[Extracted data entries]
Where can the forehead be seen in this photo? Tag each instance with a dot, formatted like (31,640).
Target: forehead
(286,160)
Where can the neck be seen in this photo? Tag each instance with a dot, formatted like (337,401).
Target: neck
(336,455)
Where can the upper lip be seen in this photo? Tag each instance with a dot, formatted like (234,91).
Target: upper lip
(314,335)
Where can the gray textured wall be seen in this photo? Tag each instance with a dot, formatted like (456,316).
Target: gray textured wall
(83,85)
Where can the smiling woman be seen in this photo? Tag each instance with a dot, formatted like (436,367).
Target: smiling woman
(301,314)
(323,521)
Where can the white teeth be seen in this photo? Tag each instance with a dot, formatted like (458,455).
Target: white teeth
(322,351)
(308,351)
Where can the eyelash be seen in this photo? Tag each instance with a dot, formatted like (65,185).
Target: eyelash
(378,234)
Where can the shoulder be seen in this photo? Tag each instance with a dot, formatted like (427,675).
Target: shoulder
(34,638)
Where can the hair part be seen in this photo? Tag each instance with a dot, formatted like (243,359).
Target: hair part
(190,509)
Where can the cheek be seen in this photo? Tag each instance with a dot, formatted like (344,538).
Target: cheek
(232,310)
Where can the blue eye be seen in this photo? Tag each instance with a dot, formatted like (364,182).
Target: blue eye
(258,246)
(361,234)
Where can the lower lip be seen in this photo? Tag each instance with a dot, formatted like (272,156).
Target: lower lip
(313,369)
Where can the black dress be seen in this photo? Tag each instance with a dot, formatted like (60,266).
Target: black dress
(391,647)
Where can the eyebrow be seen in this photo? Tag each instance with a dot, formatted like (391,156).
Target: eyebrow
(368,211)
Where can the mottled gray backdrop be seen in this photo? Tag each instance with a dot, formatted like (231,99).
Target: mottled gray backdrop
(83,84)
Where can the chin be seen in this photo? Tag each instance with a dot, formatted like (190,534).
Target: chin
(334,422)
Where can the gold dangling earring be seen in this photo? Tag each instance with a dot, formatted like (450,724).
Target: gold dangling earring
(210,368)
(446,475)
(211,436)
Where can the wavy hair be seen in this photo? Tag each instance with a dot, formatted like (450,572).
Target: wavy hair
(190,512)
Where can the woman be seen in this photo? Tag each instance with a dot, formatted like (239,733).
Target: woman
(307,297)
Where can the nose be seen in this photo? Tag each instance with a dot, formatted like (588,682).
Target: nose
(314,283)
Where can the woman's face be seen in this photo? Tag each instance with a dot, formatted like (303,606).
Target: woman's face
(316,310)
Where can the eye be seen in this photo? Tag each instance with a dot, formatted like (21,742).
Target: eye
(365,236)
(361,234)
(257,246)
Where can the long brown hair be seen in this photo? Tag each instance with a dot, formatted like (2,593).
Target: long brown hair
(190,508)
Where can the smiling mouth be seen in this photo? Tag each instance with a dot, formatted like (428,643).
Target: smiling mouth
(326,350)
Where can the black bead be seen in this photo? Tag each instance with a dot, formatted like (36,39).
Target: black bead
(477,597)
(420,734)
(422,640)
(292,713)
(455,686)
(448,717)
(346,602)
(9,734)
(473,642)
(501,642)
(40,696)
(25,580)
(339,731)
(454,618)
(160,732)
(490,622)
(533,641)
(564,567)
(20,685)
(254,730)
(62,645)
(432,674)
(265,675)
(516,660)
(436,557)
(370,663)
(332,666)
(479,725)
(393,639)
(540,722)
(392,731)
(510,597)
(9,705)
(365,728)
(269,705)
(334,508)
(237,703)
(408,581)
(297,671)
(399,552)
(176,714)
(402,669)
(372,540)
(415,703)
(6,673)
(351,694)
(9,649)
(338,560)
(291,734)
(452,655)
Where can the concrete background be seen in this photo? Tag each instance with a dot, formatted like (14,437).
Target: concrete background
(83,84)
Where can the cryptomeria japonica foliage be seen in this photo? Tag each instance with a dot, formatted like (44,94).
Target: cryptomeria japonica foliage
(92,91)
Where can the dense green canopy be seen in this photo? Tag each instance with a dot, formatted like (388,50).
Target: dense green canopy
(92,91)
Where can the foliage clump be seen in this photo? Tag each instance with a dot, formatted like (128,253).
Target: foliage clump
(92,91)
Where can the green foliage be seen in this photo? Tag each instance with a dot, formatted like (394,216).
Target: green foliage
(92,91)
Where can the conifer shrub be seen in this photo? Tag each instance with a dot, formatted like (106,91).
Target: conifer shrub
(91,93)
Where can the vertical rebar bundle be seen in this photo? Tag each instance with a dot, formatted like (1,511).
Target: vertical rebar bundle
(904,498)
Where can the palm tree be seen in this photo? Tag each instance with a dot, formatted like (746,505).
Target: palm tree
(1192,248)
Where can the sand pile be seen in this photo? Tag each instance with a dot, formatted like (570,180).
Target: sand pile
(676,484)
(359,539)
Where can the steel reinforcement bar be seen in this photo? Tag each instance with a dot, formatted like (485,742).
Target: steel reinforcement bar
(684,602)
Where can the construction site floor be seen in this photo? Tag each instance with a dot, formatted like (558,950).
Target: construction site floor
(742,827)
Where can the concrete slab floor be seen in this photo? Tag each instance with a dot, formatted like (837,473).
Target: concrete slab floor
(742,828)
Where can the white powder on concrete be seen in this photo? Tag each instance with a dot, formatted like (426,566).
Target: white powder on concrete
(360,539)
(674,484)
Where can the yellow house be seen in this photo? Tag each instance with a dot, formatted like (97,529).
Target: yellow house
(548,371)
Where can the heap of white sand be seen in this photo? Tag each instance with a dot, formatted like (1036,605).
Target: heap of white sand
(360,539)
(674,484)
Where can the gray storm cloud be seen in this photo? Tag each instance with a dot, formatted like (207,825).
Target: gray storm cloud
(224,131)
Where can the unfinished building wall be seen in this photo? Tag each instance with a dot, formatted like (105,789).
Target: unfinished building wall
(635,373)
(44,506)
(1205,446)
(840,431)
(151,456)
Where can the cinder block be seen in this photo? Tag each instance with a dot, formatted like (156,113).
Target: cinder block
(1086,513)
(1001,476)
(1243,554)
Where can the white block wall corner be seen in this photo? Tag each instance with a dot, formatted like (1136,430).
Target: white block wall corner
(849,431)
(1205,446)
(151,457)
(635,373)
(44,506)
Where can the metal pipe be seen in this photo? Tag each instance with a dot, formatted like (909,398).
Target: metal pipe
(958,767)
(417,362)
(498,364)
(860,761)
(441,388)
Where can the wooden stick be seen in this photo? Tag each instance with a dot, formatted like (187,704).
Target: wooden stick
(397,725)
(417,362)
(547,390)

> Short exercise
Rewrite every line from the one containing "Where can the yellow" through the end of the rows, keeping the requests, and offset each coordinate in the answers by -37. The numbers inside the requests and their sample formats stay as they are.

> Output of the task
Where can the yellow house be seen in this photo? Tag each instance with a dot, formatted like (97,529).
Target: yellow house
(511,334)
Where can the heap of white sand be seen in this photo? Tag each instance with a dot, formatted like (1036,605).
Target: heap of white sand
(323,502)
(637,447)
Where can the gray storm cloud be seen in this photo? Tag each instance with a dot, formatted like (207,825).
Target: gray storm cloud
(187,94)
Where can the unfinished building wall be seen in this photo? Tag each instance with a dot, formatted like (105,789).
Target: unfinished building wall
(598,336)
(7,469)
(1168,409)
(803,394)
(114,419)
Where can the cinder block be seen in this photo? Tag each instance with a dot, formatted like (156,113).
Target: cinder block
(1049,476)
(964,439)
(1206,517)
Where can the white block wall corner be seen in this photo? Tag each instance with a dot, formatted like (1136,430).
Target: white block wall corner
(812,394)
(1168,409)
(114,420)
(598,336)
(7,469)
Where can the metal pipe be seen in this photo? Tag each instance with a dot, formatted like (909,398).
Target: metal pipe
(921,730)
(380,325)
(461,327)
(823,724)
(404,351)
Where can the wooden stick be seen in this photo? Tag each instance with a dot, formatted like (187,704).
Target: wooden stick
(360,688)
(380,325)
(510,353)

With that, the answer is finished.